EXERCISE –
Return the listing word for word, as given.

____ DATASET EXTRACT

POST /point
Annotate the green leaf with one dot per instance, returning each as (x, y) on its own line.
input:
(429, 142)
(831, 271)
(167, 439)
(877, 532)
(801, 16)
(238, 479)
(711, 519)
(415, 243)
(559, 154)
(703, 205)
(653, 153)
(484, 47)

________

EXERCISE OUTPUT –
POST /point
Annotate the green leaf with one dot per instance, returning each as (x, y) on its own line.
input:
(429, 142)
(831, 271)
(167, 439)
(877, 532)
(801, 16)
(238, 479)
(711, 519)
(415, 243)
(559, 154)
(703, 205)
(653, 153)
(484, 47)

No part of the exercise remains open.